■ Material provided:
— Begin —

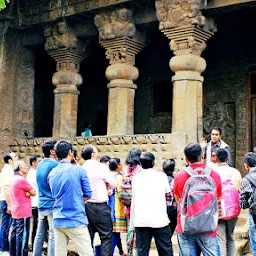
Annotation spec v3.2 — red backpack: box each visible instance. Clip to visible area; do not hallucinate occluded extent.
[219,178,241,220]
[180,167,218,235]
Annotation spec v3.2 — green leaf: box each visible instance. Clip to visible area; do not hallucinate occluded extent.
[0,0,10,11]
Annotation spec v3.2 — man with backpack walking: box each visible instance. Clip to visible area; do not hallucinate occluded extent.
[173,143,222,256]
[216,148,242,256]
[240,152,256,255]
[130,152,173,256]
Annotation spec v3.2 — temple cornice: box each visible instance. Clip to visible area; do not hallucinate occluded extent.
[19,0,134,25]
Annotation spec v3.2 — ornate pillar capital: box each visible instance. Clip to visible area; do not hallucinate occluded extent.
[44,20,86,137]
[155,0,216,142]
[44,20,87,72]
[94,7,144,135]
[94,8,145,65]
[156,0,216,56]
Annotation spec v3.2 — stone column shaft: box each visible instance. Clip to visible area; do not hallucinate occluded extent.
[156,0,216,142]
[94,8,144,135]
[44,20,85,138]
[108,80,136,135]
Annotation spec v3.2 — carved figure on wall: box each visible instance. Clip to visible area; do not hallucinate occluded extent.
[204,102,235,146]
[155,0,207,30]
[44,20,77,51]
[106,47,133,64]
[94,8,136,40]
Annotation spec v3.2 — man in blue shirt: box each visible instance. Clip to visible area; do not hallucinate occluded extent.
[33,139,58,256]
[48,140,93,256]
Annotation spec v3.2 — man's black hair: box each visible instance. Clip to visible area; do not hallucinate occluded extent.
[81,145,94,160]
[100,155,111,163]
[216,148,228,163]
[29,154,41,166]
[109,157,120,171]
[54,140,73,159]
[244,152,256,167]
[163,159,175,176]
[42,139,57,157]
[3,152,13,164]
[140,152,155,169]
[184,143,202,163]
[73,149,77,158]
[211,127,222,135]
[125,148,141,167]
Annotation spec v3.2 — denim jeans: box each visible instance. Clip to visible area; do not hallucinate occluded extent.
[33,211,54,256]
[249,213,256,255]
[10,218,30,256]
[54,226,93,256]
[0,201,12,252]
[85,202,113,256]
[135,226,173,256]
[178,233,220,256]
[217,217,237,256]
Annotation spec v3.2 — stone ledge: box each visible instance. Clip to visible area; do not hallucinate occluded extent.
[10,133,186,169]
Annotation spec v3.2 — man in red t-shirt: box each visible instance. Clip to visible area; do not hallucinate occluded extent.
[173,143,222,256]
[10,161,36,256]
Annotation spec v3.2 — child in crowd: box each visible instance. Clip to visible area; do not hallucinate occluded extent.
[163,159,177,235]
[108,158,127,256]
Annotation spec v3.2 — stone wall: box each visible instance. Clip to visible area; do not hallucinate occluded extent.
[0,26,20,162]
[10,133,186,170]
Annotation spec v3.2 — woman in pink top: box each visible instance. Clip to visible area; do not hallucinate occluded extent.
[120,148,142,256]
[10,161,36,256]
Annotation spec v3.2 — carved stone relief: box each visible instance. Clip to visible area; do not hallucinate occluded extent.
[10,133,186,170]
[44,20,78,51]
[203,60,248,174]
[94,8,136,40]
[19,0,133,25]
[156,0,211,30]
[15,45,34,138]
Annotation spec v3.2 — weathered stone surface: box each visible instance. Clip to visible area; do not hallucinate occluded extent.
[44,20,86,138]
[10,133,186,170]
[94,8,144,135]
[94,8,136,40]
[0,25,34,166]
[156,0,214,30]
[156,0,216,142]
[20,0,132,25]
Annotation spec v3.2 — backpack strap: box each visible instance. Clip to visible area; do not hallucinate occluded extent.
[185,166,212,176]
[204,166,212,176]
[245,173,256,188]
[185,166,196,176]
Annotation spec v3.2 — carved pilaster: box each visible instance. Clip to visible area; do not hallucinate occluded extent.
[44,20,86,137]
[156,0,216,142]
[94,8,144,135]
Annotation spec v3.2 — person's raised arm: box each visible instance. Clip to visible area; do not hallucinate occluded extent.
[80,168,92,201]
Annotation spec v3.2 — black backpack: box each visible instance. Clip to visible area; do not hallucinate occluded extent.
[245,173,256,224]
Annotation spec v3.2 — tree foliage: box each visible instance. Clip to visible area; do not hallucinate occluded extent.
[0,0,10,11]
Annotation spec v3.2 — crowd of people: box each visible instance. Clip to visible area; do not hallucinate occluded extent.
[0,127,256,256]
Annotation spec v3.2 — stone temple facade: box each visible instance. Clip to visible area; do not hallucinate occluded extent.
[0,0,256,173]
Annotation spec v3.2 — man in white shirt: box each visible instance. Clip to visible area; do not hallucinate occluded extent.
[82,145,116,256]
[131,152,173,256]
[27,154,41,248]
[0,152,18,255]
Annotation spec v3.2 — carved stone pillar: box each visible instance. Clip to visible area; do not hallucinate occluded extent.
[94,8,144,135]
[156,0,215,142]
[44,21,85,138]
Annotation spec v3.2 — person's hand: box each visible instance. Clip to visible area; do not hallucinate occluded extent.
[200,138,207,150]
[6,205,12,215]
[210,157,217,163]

— End —
— Begin —

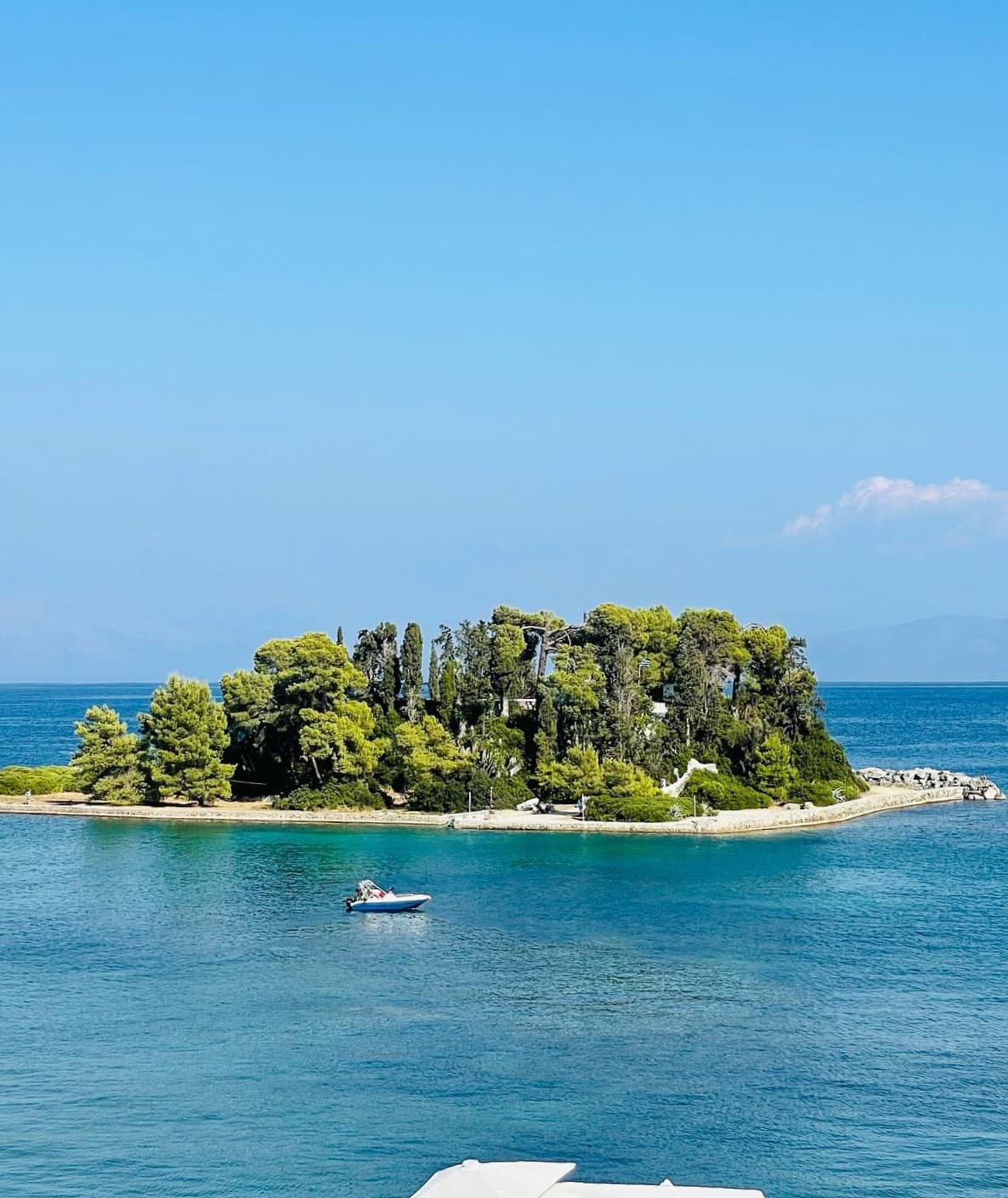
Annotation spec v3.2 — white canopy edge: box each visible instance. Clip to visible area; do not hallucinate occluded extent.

— End —
— Begin —

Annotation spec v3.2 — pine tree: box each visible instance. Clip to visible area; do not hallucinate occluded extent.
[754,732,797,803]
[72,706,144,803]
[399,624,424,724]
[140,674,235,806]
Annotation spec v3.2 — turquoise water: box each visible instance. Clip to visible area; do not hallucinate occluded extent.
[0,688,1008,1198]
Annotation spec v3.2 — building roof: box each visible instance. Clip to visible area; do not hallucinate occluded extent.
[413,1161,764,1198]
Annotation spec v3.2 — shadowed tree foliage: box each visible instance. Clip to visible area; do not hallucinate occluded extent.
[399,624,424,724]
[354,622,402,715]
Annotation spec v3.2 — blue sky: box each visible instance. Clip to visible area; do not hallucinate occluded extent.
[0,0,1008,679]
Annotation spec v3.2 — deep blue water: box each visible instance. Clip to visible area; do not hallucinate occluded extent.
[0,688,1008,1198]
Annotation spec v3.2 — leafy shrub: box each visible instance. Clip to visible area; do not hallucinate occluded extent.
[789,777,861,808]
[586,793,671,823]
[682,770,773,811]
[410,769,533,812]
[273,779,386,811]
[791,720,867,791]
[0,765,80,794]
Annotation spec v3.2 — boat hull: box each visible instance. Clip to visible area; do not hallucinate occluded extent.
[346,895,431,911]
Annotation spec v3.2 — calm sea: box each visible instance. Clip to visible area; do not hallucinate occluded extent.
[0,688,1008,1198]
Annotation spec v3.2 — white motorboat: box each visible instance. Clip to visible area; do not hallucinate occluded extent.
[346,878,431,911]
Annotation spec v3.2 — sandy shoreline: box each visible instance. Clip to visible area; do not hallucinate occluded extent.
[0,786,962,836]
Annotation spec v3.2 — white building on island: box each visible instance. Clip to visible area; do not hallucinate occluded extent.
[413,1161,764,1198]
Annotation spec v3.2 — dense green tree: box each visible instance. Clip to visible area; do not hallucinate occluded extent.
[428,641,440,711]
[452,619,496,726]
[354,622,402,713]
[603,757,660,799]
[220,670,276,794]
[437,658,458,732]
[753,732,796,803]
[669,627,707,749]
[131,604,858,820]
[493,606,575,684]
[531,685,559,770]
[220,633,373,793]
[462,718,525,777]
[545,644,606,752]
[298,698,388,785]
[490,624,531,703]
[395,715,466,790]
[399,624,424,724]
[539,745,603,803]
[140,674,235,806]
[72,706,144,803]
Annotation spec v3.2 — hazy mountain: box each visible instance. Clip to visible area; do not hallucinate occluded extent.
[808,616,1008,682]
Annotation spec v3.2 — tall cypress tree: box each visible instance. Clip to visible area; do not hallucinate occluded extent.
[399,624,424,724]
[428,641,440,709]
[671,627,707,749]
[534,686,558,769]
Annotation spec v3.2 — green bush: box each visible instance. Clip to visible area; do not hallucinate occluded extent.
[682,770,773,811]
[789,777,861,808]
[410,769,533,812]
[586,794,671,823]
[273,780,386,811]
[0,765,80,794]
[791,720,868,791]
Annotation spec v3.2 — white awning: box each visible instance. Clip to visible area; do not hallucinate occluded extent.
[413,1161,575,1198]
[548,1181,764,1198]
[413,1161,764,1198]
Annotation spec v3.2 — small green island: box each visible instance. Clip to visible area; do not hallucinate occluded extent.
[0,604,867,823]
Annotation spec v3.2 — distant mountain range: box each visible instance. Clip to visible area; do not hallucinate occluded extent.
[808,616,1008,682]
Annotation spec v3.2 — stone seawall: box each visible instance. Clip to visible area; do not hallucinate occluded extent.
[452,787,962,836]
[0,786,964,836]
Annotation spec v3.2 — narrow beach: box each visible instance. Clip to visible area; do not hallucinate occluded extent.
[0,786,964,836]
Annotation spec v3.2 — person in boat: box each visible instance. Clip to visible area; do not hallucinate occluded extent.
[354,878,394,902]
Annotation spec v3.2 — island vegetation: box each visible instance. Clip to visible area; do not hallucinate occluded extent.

— End —

■ Written request: Collect every line of the items above that contains the word "pillar", and copy each one in full.

■ Solution to this exercise:
Annotation spec v3.2 — ornate pillar capital: box each visible instance. Clip to visible area; do not hallucinate occluded extent.
Annotation spec v3.2 — carved stone pillar: box each visible instance. Clip to visible area; do not hallucinate occluded extent.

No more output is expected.